* [Text under study]
########
Monday, April 25, 2011

In which Christopher Hitchens fights the good fight

I read an interview not long ago with Christopher Hitchens in which the only point at which he became emotional and fragile about the fact that he has stage 4 cancer of the oesophagus was his description of how utterly shattered he would be if, as he had been warned he might, he lost his voice.

So I was sad to see at Pharyngula that he was forced last week to cancel an appearance at this year's American Atheists' Convention for that very reason. He did, however, write them an open letter to be read out.

Perhaps because I'd just been reading about the ignorant, bigoted and profoundly unChristian performance on Twitter today of Jim Wallace, the conservative head of the Australian Christian Lobby, I was feeling more than usually depressed and fearful about the way that organised religion of the most tub-thumping, flag-waving, anti-intellectual kind is taking more and more power over the lives of people like me who want no part of it, so I was particularly struck and heartened by this part of Hitchens' letter:
Our weapons are the ironic mind against the literal; the open mind against the credulous; the courageous pursuit of truth against the fearful and abject forces who would set limits to investigation.

5 comments:

iODyne said...

the supreme intelligence of St. Christopher of Hitchens is too good for this planet.
Over at Baroque In Hackney
(discussing the Amis 'letter/catharsis' published by The Telegraph) an insignificant 'poet' is telling my comment that CH 'was wrong on every major issue'.
I will swot-up on 'the disease of The Learned' by philosopher David Hume before I return ire.
Mr Hitchens fear of not being able to communicate vocally, touches my heart also.

Elephant's Child said...

I find it more than a little scary how often the heads of Christian organisations are, as you say, 'profoundly unChristian'. Thank goodness for voices/pens/minds like Chritopher Hitchens.

Jane said...

Look I'm all for ironic open minds and courageous truth-searching; I am just as alarmed as you are by dimwitted rightwing God botherers. But I'm also concerned that the baby is going out with the bathwater.
########
* [Source data]
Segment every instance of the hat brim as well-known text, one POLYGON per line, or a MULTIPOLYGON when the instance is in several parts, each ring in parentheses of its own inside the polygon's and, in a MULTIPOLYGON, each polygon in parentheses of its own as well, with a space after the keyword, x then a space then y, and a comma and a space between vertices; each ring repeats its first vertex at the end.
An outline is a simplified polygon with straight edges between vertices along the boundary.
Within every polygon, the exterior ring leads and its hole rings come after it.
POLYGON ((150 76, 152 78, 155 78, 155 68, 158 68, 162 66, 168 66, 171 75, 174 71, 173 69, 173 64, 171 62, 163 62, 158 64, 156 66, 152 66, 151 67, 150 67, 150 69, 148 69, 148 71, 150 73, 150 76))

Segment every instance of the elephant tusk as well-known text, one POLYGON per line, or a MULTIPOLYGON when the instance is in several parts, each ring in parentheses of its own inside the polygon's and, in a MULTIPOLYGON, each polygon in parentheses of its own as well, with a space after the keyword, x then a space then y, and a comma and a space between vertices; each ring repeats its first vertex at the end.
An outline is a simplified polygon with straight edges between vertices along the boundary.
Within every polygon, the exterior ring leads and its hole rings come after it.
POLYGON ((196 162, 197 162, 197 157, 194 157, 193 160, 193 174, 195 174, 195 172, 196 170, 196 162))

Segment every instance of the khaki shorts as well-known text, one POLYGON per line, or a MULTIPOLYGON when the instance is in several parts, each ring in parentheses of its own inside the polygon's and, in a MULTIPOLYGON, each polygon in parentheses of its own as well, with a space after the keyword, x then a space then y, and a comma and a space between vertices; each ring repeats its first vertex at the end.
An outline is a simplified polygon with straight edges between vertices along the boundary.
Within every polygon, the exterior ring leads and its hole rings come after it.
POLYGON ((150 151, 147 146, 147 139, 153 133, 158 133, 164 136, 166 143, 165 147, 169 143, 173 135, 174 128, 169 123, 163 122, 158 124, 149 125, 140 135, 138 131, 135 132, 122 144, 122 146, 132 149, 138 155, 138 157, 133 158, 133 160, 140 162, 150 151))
########
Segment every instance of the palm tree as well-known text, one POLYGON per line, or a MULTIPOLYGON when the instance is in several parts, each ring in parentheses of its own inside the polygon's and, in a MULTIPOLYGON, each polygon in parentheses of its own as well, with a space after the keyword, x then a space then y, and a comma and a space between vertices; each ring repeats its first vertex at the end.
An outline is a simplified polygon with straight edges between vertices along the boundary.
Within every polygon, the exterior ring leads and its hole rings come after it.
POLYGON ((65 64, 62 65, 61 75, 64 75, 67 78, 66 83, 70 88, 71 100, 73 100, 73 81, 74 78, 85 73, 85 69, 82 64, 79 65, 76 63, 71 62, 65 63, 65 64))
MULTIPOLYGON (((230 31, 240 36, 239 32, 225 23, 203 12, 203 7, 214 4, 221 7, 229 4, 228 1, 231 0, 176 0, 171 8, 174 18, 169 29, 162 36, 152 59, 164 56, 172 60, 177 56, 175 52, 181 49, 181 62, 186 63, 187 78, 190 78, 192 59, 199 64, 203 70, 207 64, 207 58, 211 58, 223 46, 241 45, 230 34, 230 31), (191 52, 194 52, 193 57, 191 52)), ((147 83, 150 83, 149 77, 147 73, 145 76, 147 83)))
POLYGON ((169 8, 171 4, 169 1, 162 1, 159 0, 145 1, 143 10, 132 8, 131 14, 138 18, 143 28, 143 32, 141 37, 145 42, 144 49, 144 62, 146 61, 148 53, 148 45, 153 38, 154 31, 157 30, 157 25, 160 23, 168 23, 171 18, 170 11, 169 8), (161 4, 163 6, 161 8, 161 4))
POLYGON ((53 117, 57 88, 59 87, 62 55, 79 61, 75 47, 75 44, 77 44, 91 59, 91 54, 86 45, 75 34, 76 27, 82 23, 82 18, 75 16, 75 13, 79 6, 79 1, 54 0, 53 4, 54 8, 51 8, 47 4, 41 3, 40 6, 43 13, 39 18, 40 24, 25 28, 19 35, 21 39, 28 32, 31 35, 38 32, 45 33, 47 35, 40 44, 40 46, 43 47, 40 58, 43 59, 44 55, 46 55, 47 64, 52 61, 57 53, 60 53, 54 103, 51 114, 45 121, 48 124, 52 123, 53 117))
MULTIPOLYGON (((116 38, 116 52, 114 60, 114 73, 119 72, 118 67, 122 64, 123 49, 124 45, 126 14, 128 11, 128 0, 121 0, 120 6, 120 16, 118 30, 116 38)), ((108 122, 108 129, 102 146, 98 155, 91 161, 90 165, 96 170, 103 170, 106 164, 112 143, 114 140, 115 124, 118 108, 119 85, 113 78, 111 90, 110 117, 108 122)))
########
* [Tasks to carry out]
- a) Answer these questions from the blog post on Christopher Hitchens:
(i) What illness does Hitchens have?
(ii) What event did he have to cancel an appearance at?
(iii) Who is named as the conservative head of the Australian Christian Lobby?
- b) Translate this sentence from the blog post on Christopher Hitchens into Spanish: "He did, however, write them an open letter to be read out."
- c) Say whether each statement agrees with the blog post on Christopher Hitchens. Answer yes or no, and quote the words that decide it.
(i) The writer of the post learned about the canceled appearance at Pharyngula.
(ii) Hitchens canceled the appearance because he had lost his voice.
(iii) The commenter Jane opposes ironic open minds.

* [Answers below]
- a)
(i) Stage 4 cancer of the oesophagus.
(ii) This year's American Atheists' Convention.
(iii) Jim Wallace.

- b) Sin embargo, les escribió una carta abierta para que fuera leída en voz alta.

- c)
(i) Yes: "So I was sad to see at Pharyngula that he was forced last week to cancel an appearance"
(ii) Yes: "he was forced last week to cancel an appearance at this year's American Atheists' Convention for that very reason"
(iii) No: "Look I'm all for ironic open minds and courageous truth-searching"